**DIRECTIONS FOR THIS TASK:** Your task is to write out the lines from the line containing "Please mark every instance of the window" through the last line of the material, exactly.

**RAW RECORDS:**
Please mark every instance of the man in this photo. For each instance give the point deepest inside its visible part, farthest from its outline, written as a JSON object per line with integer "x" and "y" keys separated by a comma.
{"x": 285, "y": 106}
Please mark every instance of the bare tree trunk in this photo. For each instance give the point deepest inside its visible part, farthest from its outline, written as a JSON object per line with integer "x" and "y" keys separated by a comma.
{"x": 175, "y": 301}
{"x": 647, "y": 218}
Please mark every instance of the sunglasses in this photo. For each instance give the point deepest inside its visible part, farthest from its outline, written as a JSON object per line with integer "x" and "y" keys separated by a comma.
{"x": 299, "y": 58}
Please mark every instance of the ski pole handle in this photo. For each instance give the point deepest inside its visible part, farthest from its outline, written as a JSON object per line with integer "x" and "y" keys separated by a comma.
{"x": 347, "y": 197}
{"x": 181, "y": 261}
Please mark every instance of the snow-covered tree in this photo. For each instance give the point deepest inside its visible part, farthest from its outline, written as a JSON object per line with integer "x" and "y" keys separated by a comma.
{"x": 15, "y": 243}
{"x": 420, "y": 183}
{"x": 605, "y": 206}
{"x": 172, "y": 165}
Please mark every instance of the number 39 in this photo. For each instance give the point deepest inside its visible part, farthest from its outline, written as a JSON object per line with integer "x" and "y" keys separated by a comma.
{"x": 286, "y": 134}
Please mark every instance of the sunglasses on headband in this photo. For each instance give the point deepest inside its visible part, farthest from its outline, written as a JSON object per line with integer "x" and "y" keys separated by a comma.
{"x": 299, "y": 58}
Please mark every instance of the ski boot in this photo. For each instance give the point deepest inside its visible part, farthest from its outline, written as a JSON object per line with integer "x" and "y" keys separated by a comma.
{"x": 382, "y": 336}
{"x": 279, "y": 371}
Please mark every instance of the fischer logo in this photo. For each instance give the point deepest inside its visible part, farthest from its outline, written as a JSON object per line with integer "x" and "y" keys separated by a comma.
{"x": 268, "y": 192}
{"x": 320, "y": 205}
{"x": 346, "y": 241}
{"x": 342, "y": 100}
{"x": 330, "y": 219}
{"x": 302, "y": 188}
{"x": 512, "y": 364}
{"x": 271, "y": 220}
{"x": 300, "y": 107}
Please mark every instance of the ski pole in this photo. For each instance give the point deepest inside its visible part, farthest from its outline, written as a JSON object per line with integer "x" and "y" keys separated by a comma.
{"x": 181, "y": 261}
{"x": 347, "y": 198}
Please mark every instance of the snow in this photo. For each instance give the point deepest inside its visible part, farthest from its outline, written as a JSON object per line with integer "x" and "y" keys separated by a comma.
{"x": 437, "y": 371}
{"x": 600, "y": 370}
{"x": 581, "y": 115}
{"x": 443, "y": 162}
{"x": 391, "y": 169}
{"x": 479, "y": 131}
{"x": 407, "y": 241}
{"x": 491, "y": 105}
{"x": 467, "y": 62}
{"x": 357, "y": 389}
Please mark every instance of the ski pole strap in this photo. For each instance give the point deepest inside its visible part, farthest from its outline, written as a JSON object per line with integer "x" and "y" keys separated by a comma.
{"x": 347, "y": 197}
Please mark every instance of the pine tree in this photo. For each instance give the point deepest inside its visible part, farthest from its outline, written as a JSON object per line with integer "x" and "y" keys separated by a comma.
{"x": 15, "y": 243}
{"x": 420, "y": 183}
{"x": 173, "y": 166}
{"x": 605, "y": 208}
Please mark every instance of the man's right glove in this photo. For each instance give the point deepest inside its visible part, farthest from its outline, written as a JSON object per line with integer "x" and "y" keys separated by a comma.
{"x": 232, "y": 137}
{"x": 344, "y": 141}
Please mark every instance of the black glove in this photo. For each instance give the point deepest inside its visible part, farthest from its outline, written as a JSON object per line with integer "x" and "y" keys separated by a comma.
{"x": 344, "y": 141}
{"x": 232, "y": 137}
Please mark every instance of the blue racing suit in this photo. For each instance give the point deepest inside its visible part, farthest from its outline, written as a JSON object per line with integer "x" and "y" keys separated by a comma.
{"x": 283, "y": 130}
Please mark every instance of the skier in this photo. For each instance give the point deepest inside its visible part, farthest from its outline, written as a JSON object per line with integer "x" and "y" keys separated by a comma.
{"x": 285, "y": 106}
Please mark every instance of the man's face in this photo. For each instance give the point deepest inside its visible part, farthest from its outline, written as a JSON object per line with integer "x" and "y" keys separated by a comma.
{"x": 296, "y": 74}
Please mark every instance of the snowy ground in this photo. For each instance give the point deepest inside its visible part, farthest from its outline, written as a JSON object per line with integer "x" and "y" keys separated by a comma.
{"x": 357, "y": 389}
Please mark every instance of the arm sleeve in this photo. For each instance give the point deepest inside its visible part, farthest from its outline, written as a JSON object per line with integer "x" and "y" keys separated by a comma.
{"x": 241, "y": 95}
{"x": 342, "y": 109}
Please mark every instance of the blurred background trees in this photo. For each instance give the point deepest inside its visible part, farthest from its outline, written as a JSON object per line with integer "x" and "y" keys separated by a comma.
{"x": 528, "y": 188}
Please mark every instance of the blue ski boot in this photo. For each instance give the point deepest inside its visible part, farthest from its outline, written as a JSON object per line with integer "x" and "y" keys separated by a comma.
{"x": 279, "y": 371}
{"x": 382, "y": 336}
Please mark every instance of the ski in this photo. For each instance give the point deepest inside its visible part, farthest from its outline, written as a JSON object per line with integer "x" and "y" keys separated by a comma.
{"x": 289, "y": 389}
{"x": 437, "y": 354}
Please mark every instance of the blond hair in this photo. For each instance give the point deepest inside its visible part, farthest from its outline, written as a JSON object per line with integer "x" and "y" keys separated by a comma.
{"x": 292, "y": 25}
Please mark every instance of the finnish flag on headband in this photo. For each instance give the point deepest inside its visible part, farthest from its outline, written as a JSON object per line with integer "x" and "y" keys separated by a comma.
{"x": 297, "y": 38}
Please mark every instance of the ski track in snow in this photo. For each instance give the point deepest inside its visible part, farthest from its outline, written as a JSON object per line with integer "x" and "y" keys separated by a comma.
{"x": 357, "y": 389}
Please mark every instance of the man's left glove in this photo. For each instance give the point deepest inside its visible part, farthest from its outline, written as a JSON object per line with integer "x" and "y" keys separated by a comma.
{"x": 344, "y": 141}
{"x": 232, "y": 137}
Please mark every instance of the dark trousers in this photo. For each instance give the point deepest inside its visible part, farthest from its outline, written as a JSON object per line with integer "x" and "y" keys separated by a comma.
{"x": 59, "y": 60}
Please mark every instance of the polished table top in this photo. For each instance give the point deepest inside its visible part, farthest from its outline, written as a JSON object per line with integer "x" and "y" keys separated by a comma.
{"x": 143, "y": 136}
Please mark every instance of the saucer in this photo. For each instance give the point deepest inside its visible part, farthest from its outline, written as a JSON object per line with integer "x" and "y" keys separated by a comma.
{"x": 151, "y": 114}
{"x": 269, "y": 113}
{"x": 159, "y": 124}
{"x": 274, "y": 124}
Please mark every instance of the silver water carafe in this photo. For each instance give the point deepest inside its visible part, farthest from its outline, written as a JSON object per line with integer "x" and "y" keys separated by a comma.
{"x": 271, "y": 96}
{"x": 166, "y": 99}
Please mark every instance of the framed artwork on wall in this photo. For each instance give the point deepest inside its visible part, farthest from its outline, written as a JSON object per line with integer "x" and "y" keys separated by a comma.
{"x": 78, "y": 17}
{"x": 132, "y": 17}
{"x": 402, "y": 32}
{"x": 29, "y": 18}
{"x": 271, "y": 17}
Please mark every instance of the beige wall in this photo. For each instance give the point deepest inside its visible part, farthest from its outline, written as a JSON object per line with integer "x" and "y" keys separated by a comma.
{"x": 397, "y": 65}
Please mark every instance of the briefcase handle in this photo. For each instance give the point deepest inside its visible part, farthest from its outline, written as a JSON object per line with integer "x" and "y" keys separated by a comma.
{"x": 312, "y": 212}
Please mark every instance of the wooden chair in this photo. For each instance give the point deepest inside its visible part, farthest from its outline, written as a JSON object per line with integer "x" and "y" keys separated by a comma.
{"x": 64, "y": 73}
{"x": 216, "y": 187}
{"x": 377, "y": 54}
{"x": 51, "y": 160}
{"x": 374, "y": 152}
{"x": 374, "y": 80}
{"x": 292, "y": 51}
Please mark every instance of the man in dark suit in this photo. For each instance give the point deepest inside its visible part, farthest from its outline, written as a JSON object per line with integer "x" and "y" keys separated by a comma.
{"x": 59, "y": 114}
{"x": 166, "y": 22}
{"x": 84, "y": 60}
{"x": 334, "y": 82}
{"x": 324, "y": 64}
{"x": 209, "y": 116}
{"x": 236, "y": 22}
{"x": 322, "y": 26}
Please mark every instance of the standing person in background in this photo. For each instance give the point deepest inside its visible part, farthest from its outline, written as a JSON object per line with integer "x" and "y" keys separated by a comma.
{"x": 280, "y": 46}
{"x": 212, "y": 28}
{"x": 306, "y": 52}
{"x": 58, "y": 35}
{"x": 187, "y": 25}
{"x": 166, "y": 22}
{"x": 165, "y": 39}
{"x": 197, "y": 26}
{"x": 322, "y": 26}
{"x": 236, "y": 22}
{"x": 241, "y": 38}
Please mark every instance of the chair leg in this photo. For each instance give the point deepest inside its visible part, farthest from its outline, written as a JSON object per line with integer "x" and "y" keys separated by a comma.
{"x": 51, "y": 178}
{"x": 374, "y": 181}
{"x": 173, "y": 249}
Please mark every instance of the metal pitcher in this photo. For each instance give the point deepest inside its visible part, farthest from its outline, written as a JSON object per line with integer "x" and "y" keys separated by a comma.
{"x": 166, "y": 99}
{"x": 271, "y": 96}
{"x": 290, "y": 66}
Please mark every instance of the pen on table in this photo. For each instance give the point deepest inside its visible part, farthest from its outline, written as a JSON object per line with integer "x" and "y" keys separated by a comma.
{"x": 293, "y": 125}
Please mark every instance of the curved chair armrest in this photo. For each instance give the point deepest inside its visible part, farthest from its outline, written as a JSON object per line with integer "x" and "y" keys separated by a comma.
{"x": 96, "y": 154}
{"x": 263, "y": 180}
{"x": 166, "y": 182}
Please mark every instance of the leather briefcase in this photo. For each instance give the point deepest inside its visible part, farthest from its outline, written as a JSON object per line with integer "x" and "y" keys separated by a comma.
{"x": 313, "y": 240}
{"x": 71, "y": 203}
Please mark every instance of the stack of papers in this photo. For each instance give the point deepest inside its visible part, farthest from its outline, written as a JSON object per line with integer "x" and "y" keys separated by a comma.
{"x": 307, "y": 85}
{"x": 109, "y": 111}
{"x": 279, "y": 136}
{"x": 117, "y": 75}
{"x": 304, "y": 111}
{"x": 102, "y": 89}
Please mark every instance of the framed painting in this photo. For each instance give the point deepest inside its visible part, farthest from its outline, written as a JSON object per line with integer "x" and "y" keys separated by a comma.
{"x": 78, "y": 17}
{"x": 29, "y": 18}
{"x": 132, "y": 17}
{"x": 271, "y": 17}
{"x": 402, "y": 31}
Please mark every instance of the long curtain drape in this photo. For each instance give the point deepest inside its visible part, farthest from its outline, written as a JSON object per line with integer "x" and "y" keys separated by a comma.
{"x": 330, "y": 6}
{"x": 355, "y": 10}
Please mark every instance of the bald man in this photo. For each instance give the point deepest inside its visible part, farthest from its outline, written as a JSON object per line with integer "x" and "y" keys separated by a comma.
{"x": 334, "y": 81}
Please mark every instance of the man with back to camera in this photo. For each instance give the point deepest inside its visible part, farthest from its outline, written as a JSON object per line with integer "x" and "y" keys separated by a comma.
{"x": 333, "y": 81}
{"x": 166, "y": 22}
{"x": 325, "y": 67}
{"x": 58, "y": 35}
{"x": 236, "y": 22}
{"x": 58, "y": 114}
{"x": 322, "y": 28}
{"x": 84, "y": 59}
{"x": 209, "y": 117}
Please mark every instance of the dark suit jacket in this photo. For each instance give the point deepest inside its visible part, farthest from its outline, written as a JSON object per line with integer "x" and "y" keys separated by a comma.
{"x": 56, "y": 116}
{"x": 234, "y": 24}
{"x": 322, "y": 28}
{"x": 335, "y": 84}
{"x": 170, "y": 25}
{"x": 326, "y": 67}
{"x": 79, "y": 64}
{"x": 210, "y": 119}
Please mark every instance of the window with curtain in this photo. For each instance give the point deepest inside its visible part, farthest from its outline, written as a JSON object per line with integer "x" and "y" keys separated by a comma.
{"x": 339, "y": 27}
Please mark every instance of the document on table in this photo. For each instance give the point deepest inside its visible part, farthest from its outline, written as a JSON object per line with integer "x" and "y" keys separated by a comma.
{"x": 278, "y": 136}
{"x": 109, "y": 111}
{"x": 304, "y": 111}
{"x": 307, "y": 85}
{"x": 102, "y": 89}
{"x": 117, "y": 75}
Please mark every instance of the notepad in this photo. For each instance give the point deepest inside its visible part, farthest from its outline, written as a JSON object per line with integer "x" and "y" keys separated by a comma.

**ANSWER IN FULL:**
Please mark every instance of the window with curtain in this photo. For each instance give the point deepest inside its visible part, farthest from its outline, written as a JSON object per line with integer "x" and "y" keys separated by a comma.
{"x": 339, "y": 27}
Please mark every instance of the document on table in this photo. For each instance give the point deepest inside its visible part, farthest from its outline, written as a JSON object per line with integer "x" and "y" keys separated by a comma.
{"x": 278, "y": 136}
{"x": 109, "y": 111}
{"x": 304, "y": 111}
{"x": 307, "y": 85}
{"x": 102, "y": 89}
{"x": 117, "y": 75}
Please mark every instance of the notepad in this photo. For each instance give the point deepest inside its visible part, farthest from its outline, written as a JSON object per line with integer "x" and "y" keys separated by a comma.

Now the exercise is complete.